(Dataset excerpts on object pointing)
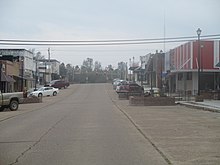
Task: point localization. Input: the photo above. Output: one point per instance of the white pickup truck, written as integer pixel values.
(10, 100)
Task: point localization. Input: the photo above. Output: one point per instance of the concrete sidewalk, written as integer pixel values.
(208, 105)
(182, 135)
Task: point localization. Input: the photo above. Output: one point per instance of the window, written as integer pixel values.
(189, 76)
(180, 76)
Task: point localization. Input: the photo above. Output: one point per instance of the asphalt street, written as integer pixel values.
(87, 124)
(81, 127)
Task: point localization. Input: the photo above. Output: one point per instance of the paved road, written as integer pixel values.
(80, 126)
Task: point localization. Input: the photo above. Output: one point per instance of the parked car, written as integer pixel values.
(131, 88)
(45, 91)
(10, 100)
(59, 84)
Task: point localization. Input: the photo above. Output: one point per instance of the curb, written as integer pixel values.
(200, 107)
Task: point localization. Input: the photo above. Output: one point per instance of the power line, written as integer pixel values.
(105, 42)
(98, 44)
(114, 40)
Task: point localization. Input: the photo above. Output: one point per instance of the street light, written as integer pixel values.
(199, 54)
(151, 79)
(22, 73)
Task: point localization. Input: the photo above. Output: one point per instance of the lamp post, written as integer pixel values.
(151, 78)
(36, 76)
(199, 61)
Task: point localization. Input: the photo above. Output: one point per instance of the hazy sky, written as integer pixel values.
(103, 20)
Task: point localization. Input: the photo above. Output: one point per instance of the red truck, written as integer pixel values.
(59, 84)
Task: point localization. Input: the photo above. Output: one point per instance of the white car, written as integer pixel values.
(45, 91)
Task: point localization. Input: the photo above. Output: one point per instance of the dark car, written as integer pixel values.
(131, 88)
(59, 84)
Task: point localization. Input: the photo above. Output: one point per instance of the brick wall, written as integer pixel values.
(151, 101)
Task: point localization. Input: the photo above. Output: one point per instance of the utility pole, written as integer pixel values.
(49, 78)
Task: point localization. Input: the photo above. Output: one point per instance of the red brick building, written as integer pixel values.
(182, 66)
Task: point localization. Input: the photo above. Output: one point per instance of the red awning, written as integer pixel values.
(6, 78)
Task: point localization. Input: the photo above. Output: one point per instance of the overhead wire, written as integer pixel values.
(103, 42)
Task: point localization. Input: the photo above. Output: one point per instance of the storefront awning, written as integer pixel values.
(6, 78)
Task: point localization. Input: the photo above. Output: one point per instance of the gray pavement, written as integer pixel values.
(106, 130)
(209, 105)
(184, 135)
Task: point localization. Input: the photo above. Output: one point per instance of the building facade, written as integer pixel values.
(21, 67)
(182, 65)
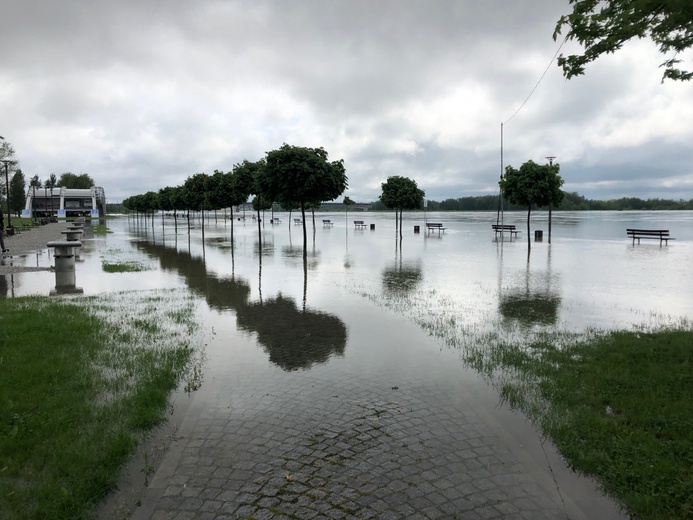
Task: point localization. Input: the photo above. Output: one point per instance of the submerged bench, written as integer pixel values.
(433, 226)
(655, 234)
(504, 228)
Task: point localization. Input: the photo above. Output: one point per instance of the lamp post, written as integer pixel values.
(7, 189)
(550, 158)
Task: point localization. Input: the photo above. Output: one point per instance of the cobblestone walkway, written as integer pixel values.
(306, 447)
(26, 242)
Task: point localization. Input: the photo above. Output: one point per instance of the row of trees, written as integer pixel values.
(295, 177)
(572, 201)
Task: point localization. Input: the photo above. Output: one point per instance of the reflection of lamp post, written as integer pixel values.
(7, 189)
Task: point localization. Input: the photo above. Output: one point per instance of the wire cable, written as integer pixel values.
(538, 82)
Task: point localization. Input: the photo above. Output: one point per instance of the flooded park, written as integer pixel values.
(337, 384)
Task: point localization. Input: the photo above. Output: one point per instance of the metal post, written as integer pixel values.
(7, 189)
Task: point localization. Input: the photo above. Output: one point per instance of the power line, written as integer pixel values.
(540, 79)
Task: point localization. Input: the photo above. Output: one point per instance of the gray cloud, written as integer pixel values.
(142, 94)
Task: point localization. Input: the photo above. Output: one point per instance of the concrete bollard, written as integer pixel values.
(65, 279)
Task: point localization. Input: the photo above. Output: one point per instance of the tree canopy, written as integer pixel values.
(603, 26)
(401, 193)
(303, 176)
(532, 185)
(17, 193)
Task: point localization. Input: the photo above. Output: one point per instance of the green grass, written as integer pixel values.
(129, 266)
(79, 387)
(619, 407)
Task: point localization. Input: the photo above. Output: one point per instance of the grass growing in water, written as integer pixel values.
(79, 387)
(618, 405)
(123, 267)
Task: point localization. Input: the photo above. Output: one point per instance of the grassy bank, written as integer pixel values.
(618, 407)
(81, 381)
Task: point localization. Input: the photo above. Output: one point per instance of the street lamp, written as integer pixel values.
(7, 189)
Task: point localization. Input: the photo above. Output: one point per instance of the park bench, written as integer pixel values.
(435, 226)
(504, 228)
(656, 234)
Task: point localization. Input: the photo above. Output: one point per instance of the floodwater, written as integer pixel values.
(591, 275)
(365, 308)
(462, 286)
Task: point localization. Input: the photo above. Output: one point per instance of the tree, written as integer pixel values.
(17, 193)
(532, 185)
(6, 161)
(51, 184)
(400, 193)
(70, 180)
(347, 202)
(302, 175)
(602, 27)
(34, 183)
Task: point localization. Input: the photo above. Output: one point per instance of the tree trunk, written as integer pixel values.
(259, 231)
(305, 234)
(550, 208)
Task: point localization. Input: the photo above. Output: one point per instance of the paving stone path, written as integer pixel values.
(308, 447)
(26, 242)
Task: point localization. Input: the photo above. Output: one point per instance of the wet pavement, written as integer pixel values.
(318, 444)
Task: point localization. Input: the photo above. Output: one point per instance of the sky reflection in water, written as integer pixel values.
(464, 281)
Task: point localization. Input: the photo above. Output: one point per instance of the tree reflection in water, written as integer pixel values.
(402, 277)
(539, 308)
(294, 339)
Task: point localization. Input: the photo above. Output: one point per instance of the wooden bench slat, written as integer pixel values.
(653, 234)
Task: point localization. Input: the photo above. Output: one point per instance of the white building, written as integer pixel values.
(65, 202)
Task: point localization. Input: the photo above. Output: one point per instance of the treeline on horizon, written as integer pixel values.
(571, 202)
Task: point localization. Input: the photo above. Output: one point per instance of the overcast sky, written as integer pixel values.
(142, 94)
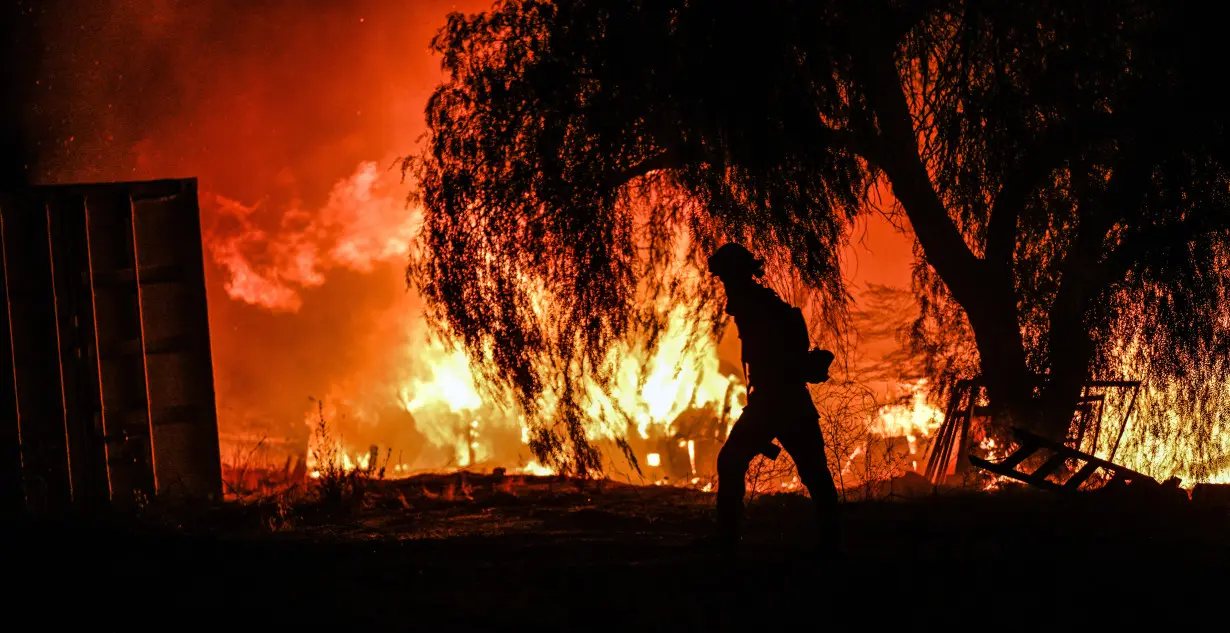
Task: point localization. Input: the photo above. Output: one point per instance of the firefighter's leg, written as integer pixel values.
==
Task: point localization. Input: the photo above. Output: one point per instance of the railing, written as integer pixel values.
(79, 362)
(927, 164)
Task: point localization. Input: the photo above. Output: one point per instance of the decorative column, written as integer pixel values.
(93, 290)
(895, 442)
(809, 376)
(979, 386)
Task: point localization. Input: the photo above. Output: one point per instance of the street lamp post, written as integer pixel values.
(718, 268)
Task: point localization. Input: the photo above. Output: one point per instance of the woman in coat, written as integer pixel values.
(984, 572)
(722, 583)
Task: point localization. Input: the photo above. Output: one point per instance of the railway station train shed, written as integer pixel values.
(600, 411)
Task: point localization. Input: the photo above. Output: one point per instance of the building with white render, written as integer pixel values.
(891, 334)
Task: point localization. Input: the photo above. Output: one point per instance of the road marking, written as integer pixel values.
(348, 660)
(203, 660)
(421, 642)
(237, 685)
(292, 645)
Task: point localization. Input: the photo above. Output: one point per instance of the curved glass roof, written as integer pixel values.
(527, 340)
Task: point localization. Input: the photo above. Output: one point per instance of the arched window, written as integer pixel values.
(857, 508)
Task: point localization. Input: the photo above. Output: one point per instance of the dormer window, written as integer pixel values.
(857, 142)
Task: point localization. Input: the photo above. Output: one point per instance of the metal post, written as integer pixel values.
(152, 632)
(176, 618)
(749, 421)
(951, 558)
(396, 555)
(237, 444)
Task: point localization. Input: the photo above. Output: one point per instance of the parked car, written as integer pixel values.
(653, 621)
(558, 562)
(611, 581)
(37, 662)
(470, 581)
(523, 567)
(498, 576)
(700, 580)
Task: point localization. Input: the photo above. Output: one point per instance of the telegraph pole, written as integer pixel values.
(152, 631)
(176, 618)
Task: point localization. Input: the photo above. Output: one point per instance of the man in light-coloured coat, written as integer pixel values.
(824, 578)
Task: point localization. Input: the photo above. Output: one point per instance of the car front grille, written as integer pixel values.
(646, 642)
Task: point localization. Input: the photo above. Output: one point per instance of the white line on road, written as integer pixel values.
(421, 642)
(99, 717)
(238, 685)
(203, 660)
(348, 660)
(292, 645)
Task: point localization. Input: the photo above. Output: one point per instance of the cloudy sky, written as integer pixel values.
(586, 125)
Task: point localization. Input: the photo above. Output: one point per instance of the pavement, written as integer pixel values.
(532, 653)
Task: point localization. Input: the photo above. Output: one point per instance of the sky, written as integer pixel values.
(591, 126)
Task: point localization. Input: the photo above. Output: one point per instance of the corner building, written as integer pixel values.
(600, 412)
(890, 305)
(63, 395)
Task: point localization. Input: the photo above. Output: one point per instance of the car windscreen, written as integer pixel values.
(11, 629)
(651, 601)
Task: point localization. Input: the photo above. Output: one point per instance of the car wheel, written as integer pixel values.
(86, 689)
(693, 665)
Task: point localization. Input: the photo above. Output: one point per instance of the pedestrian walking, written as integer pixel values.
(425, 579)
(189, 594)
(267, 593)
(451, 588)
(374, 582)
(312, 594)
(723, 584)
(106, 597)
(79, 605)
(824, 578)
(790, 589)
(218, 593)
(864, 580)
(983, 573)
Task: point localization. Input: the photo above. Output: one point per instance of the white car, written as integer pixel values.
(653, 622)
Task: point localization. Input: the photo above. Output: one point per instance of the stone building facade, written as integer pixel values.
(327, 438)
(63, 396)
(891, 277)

EXERCISE INSTRUCTIONS: Pull out every line of the records above that contains the string "pole", matching case exactly.

THE ANSWER:
Task: point localization. Input: the photo above. Output: one point per instance of the utility pole, written as integer pixel values.
Task: point localization. Input: the photo above. Output: one point per instance of the telegraph pole, written as integer pixel values.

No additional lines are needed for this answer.